**SELECTED TEXT**
○ ○ ○

David McLean 25:05.391 So the first one is duration. How long do I keep data for? And that’s shown in this diagram here. So this duration is dependent on the data that you collect. So for our raw data, for example, we’re actually interested in keeping that forever. There’s a good chance that we’ll want to look at long term usage trends, and perhaps do analysis on old data, or we’re looking at machine-related algorithms that’s useful to have. Actually, two full years of data for each unit to look at for training this algorithm. So the duration is really going to be determined by what you want to do with your data. And replication is fairly self-explanatory, where you can have a replication factor of your retention policy and that determines how many copies of your data are kept within an Influx. So, for us, for example, we don’t want to lose any of our raw date, so we have a replication factor of two. You bump that up to three if we’re really concerned about it. But for our logs, for example, we’re interested in the logs that come from the units. But if some of those got lost, it’s not the biggest disaster, so we just leave that one. We’re not too worried about replication of the logs.
David McLean 26:23.717 So the last configuration permit that we might look at is shard duration. So shard duration determines—and this is different to duration and that should be made clear. So duration, how long do I keep my data point in general? And then shard duration is, how long does each individual shard inside the database last for? So if your duration is 1 year and your shard duration is 1 month, then you will 12 shards in your database, 1 per month, and this determines the block size of information inside your database. And so, you could see that will also determine how much data you lose at the time. So if you have small shards, then you would lose a very small amount of data as it went through the threshold. So for example, if in our example we had 1-year duration and the shard duration of 1 month, then we’d have this 12 shards and each time a shard got over a year’s limit, it would drop a month of data at a time. The whole shard has to be outside the duration limit. So if it drops, so really in that scenario in reality, we’ll be keeping about 13 months of data in total as the shard drifted over the duration edge.

○ ○ ○

**GIVEN INFORMATION**

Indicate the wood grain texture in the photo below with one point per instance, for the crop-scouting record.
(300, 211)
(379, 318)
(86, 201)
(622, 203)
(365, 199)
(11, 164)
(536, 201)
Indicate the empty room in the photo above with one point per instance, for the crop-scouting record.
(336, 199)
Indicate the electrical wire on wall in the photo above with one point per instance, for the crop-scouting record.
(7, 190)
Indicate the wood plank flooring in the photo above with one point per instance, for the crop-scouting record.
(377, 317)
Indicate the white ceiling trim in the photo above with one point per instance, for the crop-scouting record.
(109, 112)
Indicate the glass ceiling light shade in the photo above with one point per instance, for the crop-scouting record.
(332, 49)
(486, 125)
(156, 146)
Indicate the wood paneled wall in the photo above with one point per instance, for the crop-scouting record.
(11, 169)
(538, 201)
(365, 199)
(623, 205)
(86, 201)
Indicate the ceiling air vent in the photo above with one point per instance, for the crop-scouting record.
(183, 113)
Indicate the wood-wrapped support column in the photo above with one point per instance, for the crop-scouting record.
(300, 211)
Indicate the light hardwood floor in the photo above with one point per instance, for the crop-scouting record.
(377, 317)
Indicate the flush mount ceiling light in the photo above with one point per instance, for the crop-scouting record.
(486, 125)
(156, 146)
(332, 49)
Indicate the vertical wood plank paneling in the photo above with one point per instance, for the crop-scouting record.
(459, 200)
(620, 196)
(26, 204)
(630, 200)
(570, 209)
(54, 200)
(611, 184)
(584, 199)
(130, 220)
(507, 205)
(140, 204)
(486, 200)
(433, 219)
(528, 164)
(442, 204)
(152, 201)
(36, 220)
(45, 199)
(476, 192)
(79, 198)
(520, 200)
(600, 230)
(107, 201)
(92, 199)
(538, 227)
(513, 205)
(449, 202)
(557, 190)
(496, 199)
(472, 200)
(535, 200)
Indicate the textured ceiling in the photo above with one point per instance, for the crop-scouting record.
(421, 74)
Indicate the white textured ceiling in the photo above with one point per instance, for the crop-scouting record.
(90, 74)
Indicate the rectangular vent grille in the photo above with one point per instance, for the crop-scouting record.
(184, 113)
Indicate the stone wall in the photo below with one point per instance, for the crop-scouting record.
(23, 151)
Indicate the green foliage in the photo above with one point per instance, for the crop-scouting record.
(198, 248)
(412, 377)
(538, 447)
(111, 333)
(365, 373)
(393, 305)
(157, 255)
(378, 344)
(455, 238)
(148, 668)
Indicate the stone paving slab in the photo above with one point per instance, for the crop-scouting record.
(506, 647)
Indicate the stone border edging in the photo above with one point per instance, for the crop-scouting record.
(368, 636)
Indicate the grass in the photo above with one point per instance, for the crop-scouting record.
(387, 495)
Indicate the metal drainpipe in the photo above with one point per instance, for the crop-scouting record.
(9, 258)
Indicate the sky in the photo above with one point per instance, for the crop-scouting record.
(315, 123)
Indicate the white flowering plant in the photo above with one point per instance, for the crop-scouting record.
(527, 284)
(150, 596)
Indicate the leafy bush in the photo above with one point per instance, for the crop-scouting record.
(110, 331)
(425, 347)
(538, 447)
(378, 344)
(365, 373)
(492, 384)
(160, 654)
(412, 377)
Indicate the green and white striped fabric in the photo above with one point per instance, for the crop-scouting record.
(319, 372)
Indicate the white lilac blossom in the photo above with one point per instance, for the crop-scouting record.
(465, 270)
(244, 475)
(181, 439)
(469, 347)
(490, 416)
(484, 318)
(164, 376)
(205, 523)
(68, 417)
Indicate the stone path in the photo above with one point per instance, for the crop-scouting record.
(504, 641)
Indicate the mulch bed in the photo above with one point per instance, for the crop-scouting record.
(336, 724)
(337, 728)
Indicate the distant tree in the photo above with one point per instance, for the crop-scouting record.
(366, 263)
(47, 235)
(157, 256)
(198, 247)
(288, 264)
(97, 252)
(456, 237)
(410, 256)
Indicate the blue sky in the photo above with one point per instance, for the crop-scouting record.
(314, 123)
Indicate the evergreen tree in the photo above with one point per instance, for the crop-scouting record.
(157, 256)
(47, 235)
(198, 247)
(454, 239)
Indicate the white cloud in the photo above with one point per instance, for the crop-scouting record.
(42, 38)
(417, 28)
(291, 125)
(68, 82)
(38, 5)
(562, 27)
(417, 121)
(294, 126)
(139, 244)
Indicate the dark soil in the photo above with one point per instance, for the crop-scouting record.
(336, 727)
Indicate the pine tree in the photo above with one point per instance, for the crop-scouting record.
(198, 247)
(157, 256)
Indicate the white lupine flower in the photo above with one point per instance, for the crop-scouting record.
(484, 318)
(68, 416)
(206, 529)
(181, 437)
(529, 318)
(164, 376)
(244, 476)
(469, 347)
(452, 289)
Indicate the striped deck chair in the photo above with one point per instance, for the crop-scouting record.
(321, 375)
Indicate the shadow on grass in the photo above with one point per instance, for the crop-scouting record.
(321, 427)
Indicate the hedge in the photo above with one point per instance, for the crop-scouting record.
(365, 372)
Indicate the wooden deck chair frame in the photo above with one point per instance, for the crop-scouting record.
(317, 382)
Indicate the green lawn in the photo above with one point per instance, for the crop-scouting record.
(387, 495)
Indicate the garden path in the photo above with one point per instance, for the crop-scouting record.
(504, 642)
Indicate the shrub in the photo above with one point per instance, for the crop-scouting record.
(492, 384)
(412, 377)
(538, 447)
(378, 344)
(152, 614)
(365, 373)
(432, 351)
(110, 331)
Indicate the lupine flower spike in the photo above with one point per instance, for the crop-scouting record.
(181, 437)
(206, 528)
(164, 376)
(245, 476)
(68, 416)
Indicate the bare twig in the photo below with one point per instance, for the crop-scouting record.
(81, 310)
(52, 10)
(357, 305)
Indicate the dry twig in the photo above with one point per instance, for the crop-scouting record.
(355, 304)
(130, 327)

○ ○ ○

**EXERCISE DIRECTIONS**
Pick up the transcript on retention policies and shard duration from its last sentence and continue it. The listing isn't needed here.

**THE RESULT**
David McLean 27:45.616 So if you want to reduce the side duration, then you can help slightly by finding a control over exactly which data is dropped. But that comes with caveats, so having a very large number of shards tends to degrade systems performance a bit. And you can really increase the RAM performance, and the speed, and the compression of your system by using larger shards. So there’s a small trade-off there. And actually, shard size is one of the things that we run into some problems with while we were setting up Influx. So I’ll talk about that a little bit more at the end. But those are the three things that you need to consider if you’re looking at your retention policies, so the duration of the policy, the shard duration and the replication factor. So, how does that translate for us? I mentioned this briefly, but these are the retention policies that we hold right now. So for our raw data, that’s our telemetry data, we keep it forever, we will replicate the data twice and our shard duration is two weeks. So realistically we could probably increase that shard direction and we’d probably—it would be a useful thing for us to do at some time, although having already written data into it in these two-week chunks it’s now some effort to change that. But you can see this corresponds to us wanting to keep our data forever and we get relatively good performance out of this shard setup so that’s how we’re running at the moment. Similarly, we have a retention policy called Analysis RP. Analysis RP is where all of our derived fields go. And that also has integrations so we never want to lose that data and we do want to keep it around, so we have a replication patent on that and a slightly longer shard duration on that retention policy. There’s slightly less data in there so have a longer shard group.
David McLean 29:49.041 You might wonder why we have two separate policies for those things given that they look very similar. One thing that we found—so, I spoke about separating the data streams. If you want to drop data in the database, a very performant way of doing that is to simply drop the whole shard that that data is contained in. And if, for example, we had written some new analysis that was generating some points but there was a bug in our code and we wrote in some bad data point, we might want to just go in and remove those data points. If those all mixed up inside our raw data then we wouldn’t be able to drop the whole shard because we’d also drop all the raw data. And I’ll speak a little bit later about just deleting individual data points. That can cause some issues within the system and so it’s really helpful to keep those things separate so that if we do derive some data right in and then decide that actually, we didn’t want that we could just drop it from that retention policy without worrying about it getting caught up with the rest of our raw data.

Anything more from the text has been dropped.